Items from a dataset:

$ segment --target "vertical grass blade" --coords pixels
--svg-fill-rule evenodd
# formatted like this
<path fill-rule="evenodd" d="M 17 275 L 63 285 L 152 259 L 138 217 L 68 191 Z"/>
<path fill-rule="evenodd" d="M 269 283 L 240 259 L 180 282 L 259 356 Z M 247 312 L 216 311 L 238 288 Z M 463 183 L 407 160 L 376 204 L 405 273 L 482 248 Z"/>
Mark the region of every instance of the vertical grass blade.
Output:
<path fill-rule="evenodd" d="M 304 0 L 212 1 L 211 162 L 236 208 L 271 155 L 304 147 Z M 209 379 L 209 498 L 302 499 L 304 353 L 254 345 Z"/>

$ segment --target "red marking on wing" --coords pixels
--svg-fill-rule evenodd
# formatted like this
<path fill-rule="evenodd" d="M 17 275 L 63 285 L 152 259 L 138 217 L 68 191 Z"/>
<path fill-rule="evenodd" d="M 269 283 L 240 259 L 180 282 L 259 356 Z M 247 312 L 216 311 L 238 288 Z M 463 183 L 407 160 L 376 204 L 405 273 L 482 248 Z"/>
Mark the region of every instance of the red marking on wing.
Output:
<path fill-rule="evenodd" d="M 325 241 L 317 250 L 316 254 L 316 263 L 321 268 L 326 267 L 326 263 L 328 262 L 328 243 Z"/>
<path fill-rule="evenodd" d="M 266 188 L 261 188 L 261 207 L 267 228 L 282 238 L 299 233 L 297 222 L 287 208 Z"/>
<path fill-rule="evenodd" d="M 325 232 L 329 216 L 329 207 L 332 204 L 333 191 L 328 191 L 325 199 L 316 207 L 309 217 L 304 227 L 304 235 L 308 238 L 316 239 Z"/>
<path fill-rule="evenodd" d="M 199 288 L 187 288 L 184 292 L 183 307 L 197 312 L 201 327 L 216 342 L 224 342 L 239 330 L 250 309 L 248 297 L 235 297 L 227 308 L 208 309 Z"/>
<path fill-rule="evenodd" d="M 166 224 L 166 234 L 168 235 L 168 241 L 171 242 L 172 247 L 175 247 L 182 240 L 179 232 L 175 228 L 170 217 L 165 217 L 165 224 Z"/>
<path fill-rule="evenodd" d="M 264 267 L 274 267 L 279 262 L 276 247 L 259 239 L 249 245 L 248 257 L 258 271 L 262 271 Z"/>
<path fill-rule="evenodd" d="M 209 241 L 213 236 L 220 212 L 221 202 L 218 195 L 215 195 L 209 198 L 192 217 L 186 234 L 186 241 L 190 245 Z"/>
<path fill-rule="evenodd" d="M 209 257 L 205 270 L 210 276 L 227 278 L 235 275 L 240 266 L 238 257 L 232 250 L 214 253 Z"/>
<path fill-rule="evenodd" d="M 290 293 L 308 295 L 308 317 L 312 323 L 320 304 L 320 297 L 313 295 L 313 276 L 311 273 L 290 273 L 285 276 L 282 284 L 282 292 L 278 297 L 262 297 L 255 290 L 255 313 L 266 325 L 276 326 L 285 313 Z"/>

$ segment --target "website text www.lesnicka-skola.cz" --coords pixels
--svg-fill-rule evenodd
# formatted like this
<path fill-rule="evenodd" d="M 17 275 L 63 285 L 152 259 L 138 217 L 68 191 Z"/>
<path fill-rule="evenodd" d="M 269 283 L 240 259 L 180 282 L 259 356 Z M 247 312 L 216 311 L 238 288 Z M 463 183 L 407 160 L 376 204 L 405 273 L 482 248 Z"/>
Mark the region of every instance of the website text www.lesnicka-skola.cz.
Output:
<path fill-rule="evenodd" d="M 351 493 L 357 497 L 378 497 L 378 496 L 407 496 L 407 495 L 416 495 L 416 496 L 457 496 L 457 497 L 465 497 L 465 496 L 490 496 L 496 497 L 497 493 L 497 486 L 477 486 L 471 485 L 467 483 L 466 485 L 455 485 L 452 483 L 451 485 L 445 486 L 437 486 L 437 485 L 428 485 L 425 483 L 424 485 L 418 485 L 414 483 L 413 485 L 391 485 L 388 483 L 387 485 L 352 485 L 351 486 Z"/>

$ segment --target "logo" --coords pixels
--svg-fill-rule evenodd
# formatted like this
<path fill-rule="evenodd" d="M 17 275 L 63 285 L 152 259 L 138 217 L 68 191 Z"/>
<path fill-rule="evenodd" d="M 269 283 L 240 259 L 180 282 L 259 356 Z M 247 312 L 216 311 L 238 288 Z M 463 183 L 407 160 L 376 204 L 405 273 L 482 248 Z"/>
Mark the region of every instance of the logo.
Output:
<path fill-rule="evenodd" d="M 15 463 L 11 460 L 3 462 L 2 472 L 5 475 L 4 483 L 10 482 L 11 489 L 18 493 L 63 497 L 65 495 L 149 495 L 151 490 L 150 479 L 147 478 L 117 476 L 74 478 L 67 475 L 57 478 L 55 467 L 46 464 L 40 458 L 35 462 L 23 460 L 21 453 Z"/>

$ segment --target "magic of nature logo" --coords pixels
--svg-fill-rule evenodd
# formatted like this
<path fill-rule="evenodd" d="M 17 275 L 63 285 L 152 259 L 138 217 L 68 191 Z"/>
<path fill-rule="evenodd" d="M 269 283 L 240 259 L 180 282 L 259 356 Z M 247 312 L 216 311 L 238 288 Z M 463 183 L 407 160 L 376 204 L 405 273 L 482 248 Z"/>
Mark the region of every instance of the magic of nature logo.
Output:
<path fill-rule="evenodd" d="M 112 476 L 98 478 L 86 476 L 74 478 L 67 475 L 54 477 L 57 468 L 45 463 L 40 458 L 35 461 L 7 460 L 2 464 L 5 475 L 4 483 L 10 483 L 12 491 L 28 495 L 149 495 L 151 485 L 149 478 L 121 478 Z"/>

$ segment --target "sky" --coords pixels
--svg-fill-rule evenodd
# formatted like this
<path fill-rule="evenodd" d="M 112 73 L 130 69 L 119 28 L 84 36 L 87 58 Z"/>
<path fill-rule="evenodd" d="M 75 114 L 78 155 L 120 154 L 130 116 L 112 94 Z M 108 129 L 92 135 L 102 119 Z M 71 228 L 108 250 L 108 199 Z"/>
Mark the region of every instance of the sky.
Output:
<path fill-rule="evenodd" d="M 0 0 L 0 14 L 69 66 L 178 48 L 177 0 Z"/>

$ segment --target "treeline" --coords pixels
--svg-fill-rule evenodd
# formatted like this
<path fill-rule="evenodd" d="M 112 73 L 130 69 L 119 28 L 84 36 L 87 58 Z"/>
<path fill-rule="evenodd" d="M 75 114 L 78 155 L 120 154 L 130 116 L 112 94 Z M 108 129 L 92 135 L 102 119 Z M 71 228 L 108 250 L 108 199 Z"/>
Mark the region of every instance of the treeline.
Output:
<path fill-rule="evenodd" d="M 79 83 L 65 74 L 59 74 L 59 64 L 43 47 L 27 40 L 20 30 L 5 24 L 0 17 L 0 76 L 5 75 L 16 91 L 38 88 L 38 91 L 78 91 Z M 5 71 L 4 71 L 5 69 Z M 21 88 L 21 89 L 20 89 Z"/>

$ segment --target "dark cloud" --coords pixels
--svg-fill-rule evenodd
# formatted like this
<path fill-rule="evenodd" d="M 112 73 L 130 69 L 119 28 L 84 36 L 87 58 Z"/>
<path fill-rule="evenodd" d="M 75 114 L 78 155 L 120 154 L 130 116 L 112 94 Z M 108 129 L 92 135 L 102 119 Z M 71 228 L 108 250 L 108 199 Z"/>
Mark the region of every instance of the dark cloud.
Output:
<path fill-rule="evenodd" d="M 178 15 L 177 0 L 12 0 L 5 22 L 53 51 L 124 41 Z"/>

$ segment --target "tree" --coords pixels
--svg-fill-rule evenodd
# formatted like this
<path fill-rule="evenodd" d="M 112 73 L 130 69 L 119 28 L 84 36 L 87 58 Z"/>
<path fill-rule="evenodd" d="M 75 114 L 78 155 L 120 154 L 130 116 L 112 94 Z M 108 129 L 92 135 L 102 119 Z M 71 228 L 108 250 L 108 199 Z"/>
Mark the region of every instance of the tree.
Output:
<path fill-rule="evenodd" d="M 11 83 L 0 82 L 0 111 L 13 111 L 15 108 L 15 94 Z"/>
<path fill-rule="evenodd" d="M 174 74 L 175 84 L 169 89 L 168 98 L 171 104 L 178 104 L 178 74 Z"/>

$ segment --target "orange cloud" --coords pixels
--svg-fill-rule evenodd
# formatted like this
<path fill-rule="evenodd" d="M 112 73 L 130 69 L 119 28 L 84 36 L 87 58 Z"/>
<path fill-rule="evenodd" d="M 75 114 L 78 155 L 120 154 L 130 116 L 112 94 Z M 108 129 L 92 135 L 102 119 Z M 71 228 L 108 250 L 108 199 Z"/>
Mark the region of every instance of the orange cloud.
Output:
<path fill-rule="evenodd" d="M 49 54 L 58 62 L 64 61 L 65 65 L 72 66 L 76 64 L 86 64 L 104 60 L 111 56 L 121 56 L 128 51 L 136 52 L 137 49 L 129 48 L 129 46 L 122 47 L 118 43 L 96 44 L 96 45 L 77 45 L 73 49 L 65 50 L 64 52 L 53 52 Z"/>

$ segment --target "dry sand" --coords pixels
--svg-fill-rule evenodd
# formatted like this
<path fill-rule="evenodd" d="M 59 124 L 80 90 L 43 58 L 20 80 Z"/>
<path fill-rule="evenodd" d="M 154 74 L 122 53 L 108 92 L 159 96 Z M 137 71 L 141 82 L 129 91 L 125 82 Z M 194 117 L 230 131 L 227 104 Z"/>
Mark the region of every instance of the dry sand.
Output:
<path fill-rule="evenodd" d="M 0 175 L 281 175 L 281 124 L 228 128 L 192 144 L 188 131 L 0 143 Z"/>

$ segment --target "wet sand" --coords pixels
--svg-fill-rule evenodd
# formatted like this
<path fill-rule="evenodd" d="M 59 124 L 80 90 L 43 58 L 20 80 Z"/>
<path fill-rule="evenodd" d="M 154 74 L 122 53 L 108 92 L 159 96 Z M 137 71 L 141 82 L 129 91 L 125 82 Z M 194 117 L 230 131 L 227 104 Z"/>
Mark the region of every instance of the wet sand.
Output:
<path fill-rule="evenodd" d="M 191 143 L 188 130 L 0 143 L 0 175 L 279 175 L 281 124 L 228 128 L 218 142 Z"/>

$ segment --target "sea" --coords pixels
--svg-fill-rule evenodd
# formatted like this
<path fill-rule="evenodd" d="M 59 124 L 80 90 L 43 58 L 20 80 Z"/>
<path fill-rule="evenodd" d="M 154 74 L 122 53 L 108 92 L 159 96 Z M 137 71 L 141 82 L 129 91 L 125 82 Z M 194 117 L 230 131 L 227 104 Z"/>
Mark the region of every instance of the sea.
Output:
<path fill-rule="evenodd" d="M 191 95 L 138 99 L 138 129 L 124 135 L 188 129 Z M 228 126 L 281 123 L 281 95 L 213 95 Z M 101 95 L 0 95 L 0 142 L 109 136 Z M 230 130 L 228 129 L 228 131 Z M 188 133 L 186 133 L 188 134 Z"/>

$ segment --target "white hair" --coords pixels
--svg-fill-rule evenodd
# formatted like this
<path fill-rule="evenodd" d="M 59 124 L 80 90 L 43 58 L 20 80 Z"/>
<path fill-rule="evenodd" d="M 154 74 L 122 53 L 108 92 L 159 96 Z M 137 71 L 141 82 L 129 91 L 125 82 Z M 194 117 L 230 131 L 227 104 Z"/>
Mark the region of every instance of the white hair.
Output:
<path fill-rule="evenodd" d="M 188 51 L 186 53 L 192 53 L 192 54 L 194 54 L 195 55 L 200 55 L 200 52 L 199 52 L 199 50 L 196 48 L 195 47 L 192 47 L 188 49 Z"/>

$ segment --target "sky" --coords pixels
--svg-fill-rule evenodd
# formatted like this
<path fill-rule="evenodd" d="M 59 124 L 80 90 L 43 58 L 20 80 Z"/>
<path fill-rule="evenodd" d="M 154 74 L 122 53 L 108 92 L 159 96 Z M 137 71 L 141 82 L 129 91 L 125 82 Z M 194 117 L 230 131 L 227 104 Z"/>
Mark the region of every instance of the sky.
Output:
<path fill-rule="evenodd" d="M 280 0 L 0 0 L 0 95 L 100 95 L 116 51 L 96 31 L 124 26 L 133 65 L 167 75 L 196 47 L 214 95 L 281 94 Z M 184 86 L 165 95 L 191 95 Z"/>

## GOAL
Identify every line in the records above that contains the word "marking", and copy each such line. Treat case as significant.

## REPLY TO THE EXERCISE
$ segment --target "red marking on wing" --coords pixels
Mark the region of every instance of the red marking on wing.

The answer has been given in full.